◆ **Written request A**: Using the sched_football thread, explain why the 'offense' thread can run before 'defense' once RT throttling is lifted. Answer in one to three sentences.

◆ **Extract**:

+++

[LTP] [PATCH] sched_football: fix false failures on many-CPU systems

[John Stultz]

On Wed, Apr 15, 2026 at 8:23 PM Li Wang <wangli.ahau@gmail.com> wrote:
> John Stultz <jstultz@google.com> wrote:
> > > > > > 1. RT throttling freezes all SCHED_FIFO threads simultaneously. On
> > > > > > release, the kernel does not always reschedule the highest-priority
> > > > > > thread first on every CPU, so offense briefly runs and increments
> > > > > > the_ball before defense is rescheduled. Fix by saving and disabling
> > > > > > sched_rt_runtime_us in setup and restoring it in a new cleanup
> > > > > > callback.
> > > >
> > > > Make sense, and like the AI-reviewer points out LTP provides an option
> > > > to save_restore it automatically.
> >
> > Throttling shouldn't break the test. The fact that SCHED_NORMAL tasks
> > ran shouldn't change the ordering when we go back to running RT tasks.
> > This is likely a kernel bug.
>
> Theoretically speaking, your point is correct. While instant global
> priority ordering upon unthrottling is ideal, it ignores the physical realities
> of SMP architecture.
>
> If we look at do_sched_rt_period_timer(), CPUs are unthrottled sequentially
> via a for_each_cpu loop. When an early CPU in the loop is unlocked, it
> immediately schedules its local RT task 'offense'.
> See:
>   https://elixir.bootlin.com/linux/v7.0/source/kernel/sched/rt.c#L797
>
> Meanwhile, subsequent CPUs in the loop (which may hold the higher-priority
> 'defense' task) are literally still throttled.

+++

◆ **Written request B**: Determine how many lines of the records below contain the string "hanging", treating case as significant. Reply with the number alone.

◆ **Input rows**:
+++

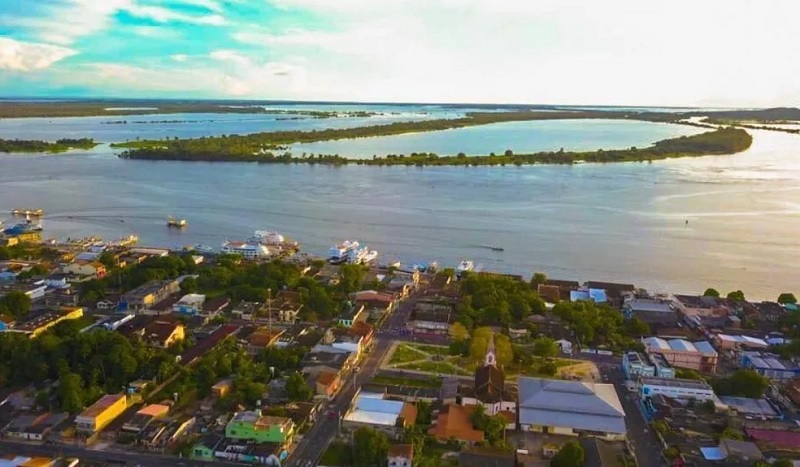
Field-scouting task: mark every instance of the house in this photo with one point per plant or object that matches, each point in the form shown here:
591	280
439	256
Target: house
400	455
486	457
101	413
675	388
355	313
147	295
189	304
252	426
770	366
489	389
570	408
681	353
388	416
454	422
86	268
164	332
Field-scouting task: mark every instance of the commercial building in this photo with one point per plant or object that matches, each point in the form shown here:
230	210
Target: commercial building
676	388
252	426
147	295
681	353
388	416
570	408
101	413
769	366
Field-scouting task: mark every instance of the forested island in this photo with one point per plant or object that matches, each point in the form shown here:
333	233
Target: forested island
61	145
717	142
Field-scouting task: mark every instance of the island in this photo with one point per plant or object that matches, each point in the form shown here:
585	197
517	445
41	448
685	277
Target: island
33	146
717	142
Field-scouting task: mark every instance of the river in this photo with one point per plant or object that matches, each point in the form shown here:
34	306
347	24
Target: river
616	222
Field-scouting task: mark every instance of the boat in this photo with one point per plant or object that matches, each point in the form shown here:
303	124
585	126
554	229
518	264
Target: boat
28	212
178	223
248	250
340	253
464	266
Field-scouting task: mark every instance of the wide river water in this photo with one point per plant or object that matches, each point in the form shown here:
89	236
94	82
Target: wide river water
615	222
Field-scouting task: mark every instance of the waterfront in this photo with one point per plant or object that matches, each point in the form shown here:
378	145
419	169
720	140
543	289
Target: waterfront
623	222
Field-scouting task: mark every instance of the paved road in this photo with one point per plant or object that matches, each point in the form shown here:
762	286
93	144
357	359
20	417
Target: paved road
645	445
131	458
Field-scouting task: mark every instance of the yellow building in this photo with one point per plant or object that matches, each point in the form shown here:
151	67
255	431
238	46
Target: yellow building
101	413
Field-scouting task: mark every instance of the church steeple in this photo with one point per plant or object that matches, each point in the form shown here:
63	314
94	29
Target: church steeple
491	354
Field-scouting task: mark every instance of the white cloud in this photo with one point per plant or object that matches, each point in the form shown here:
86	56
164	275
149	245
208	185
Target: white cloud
30	56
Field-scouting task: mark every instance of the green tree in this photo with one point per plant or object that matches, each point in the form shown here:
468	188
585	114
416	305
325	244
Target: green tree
369	447
458	332
711	293
538	278
545	347
736	295
16	304
297	389
70	392
787	297
570	455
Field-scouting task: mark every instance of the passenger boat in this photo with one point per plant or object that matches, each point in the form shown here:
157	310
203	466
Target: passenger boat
177	223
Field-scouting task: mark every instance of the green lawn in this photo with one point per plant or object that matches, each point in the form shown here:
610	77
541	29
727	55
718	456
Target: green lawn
442	368
417	383
431	349
404	354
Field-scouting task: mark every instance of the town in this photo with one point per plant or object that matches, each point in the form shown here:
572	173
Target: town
119	354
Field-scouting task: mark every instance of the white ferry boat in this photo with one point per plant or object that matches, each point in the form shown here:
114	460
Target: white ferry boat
464	266
248	250
342	252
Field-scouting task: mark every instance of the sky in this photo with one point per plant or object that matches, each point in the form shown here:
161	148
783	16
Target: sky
733	53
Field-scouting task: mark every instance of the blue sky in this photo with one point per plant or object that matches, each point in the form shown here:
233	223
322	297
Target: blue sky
629	52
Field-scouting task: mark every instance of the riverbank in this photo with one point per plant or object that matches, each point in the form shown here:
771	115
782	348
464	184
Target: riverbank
35	146
717	142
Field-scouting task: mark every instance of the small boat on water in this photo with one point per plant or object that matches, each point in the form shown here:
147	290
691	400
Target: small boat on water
464	266
176	223
28	212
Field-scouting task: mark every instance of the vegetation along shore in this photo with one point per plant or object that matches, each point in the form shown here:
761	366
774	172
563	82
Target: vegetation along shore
720	141
33	146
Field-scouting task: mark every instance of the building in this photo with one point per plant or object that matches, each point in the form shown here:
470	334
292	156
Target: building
676	388
101	413
486	457
147	295
489	390
38	323
570	408
454	422
354	313
635	366
660	312
164	332
400	455
388	416
681	353
729	342
86	268
190	304
252	426
769	365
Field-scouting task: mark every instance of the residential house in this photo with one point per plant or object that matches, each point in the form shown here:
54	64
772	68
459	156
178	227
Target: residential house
86	268
164	332
400	455
570	408
101	413
454	422
388	416
252	426
147	295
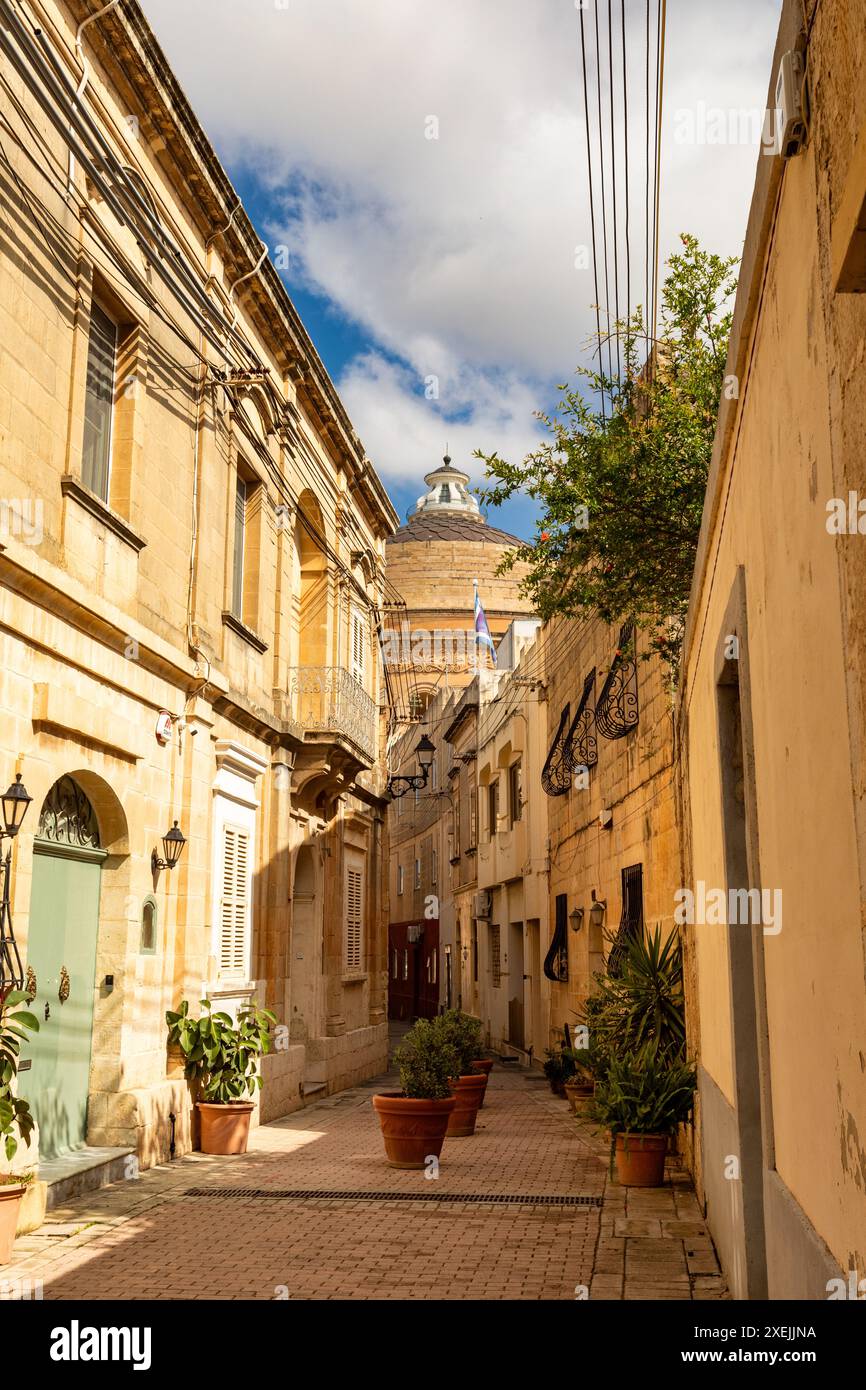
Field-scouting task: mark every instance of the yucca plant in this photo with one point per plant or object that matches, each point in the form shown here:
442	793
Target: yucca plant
642	1005
15	1023
644	1091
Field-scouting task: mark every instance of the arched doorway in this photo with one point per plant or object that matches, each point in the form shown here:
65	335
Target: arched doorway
61	961
306	948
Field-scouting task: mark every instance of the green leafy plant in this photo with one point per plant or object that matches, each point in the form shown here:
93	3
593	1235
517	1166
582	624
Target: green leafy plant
578	1061
644	1004
427	1061
463	1033
15	1025
644	1093
221	1054
622	478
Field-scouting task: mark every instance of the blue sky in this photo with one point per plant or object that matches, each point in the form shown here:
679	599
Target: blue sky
424	171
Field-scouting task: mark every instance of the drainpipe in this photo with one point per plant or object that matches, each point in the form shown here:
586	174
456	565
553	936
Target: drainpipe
85	67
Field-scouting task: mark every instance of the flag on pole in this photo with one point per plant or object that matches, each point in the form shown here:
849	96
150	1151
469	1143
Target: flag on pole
483	633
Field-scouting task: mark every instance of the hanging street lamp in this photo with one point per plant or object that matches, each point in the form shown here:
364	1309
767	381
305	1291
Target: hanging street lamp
14	809
401	784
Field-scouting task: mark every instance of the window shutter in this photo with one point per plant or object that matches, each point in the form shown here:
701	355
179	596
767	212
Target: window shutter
235	902
239	545
355	916
99	402
359	633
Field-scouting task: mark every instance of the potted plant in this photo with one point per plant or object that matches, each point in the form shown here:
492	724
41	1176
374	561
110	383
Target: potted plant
414	1119
221	1059
580	1083
641	1100
463	1032
15	1118
558	1069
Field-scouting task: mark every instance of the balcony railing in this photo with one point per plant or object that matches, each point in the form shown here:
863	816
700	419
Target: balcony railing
327	699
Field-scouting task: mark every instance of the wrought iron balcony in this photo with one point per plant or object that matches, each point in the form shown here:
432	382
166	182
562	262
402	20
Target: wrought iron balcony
327	699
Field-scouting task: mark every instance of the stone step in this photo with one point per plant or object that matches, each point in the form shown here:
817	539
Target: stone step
82	1171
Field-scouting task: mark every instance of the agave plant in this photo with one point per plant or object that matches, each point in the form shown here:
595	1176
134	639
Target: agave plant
644	1093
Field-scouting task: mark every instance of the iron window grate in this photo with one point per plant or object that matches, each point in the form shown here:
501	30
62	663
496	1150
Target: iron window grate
321	1194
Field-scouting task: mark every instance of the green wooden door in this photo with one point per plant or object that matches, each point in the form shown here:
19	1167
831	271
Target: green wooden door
61	954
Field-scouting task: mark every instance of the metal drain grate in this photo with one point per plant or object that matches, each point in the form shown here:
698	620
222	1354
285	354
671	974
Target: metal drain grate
320	1194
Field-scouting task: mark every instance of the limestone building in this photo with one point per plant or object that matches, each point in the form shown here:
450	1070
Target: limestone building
433	563
191	573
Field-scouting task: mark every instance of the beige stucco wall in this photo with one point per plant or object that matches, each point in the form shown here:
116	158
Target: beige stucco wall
795	434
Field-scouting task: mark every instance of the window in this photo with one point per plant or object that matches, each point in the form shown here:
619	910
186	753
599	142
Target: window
495	958
149	920
99	402
492	808
359	647
355	916
515	792
239	548
235	902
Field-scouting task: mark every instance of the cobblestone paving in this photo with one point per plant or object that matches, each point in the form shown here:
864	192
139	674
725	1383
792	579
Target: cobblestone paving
148	1239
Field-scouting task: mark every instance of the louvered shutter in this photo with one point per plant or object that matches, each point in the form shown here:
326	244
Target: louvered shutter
355	916
359	631
235	902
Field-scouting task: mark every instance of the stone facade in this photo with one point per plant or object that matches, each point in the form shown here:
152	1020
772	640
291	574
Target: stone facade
149	598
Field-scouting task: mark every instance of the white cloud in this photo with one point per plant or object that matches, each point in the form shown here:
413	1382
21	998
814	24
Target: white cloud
456	255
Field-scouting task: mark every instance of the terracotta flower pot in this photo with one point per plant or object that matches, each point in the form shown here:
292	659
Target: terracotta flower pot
469	1093
225	1129
578	1091
640	1159
10	1201
485	1066
413	1129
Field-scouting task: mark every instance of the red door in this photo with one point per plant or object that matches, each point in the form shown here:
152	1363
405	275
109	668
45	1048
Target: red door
413	969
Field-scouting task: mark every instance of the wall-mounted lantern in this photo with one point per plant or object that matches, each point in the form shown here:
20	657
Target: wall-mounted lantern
173	848
14	809
597	911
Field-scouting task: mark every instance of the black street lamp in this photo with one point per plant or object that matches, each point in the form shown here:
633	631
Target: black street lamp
173	848
14	809
401	784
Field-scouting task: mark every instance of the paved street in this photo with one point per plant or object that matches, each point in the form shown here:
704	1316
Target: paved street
152	1239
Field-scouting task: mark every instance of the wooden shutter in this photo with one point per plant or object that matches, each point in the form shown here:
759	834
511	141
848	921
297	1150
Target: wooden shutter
239	549
99	402
235	902
355	916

+++

◆ **Complete response A**: do_sched_rt_period_timer() unthrottles CPUs one after another in a for_each_cpu loop, so a CPU early in the loop immediately schedules its local RT task, 'offense'. Later CPUs in the loop, which may hold the higher-priority 'defense' task, are still throttled at that moment.

◆ **Complete response B**: 2